• _設問_
[1] ファーンボロ航空ショーの記事について、次の(a)～(c)が記事の内容と一致するかを「はい」か「いいえ」で答え、判断の根拠となる記事中の語句を正確に引用しなさい。(a) F-35は2014年にエンジントラブルのため出展を中止した。(b) 今回英国へ飛ばすF-35は3機である。(c) エアランダー10飛行船の全長は92メートルである。
[2] ファーンボロ航空ショーの記事の最後の文に続く部分を補いなさい。

• _本文抜粋_
=-=-=

今年の英国航空ショーは国民投票後に開催となり、英国は大型防衛機材の導入を予定通り進めるのか注目されます。その中で前回は直前で参加できなくなったF-35が雪辱を晴らそうとしており、すでに機材は大西洋を横断して到着しています。
All Eyes on Farnborough, and F-35
LONDON – 英国デビューを二年前に断念したF-35ライトニングIIがいよいよロイヤルインターナショナルエアタトゥー(RIAT)ならびにファーンボロ航空ショーで7月に登場する。
- 国防総省とロッキード・マーティンはエンジントラブルで前回2014年の出展を中止した埋め合わせをする。今回は5機を英国へ飛ばす。
- だがファーンボロ航空ショーの見どころはF-35だけではない。
- 英国からは大型調達案件の発表が見込まれる。ともにボーイングのP-8ポセイドン哨戒機とアパッチAH-64E攻撃ヘリコプターだ。.
- 新型機ではブラジルのエンブラエルがKC-390ジェット軍用輸送機をC-130ハーキュリーズのライバルとして発表する。英ハイブリッド航空機 Hybrid Air Vehiclesは全長92メートルのエアランダー10飛行船を初公開する。
- とはいえF-35が関心を集めることは想像に難くない。

=-=-=

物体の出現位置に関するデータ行
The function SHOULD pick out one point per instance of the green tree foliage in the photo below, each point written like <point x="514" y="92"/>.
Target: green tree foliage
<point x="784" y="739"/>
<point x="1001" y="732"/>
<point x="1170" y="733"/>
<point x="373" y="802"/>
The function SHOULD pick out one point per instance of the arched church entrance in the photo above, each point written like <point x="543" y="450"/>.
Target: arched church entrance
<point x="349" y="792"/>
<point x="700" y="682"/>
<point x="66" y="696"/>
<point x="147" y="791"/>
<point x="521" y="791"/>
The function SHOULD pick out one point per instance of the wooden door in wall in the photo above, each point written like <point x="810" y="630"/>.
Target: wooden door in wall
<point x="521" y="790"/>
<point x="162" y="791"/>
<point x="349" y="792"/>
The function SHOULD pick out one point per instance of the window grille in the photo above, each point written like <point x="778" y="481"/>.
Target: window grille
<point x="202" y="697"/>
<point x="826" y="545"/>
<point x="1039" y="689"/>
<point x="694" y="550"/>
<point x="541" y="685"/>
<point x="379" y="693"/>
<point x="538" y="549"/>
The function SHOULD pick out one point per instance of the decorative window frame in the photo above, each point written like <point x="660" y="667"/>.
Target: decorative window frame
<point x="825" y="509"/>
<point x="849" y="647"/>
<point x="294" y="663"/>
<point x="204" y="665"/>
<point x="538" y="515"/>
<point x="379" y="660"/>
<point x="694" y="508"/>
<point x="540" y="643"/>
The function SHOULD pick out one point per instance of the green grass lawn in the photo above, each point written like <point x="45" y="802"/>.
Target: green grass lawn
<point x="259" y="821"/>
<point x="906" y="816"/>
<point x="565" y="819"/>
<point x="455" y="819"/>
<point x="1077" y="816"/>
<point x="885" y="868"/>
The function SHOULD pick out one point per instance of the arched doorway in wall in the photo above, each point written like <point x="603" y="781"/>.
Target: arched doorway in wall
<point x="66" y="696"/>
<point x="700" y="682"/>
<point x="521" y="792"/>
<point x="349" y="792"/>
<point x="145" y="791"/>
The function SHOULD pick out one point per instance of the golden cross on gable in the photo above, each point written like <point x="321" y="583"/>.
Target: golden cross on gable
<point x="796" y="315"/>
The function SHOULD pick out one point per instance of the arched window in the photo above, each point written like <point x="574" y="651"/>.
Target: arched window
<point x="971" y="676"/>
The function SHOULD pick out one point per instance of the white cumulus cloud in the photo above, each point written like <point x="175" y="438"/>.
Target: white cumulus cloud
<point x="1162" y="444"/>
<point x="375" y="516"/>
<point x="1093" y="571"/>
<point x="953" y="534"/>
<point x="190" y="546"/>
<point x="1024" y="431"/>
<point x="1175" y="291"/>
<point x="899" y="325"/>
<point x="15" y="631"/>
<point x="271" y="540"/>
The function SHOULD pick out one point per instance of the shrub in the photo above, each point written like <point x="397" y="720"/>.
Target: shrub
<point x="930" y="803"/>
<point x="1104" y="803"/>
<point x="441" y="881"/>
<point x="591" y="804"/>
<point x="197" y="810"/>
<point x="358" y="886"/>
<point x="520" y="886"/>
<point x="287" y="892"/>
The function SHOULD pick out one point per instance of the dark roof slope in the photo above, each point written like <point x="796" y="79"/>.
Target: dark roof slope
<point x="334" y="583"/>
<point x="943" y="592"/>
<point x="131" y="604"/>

=-=-=

• _解答一覧_
[1]
(a) はい。「エンジントラブルで前回2014年の出展を中止した」
(b) いいえ。「今回は5機を英国へ飛ばす」
(c) はい。「全長92メートルのエアランダー10飛行船を初公開する」

[2]
- 米海兵隊仕様の二機、英国用一機のF-35B短距離離陸垂直着陸型STOVLに米空軍仕様F-35A二機がまずRIATに登場する。会場は南部イングランドのフェアフォード英空軍基地で7月8日から10日までだ。
- 英軍は今のところF-35A調達の予定はないが、138機調達の公約を実現する中で同型の導入も検討するのではないか。
- STOVL型3機はファーンボローでも飛行展示を7月11日まで続ける。ショー会場に着陸せずフェアフォードへ帰還する。
- 今回出展されるとSTOVL型で初の米国外展示となる。英国産業界も同機生産に参画しており、ハリヤー運用の歴史を有する英国にとってSTOVLは愛着を覚える存在だ。
- 英国のF-35がユーロファイター・タイフーンとともに打撃力の中心となる点も重要だ。そこに排水量65千トンの空母二隻が加わる。空母はスコットランドでの建造がいよいよ最終段階に入る。
- ハワード・ホィールドン(ホィールドン戦略コンサルタント)はF-35の英国デビューは英軍にとって大きな意義があると述べる。
- 「百聞は一見にしかず、ですよ。RIATとファーンボロにF-35がやってくるとRAF、英海軍に強力な能力を付与することが関係者に実感できますよ。その意味で大きな一歩で英航空戦力の新時代の幕開けです」
- ただ空軍力の増強となるとF-35だけではない。
- 国民投票もあったが、ショーは海外有償軍事援助制度を利用した大型案件ふたつの発表の場になると見られる。RAF向けボーイングP-8ポセイドン哨戒機と英陸軍向けボーイングAH-64Eアパッチ攻撃ヘリコプターの導入を公式に発表の見込みだ。
- ボーイングにとってファーンボロは大きな成果を実現する場になる。7月15日に同社は創立100年を迎え、ファーンボロは同社の過去現在未来の業績を大々的に示す場にもなる。
- 米航空宇宙産業各社と英国企業がファーンボロで最大の勢力だが、中国もプレゼンスを示そうと準備中だ。国際パビリオン計22棟のうち中国、韓国、ブラジルが大部分を使うのは前代未聞のことだ。
- ショーの主催者ファーンボロインターナショナルは取材時点で飛行展示機のリストを完成させていなかった。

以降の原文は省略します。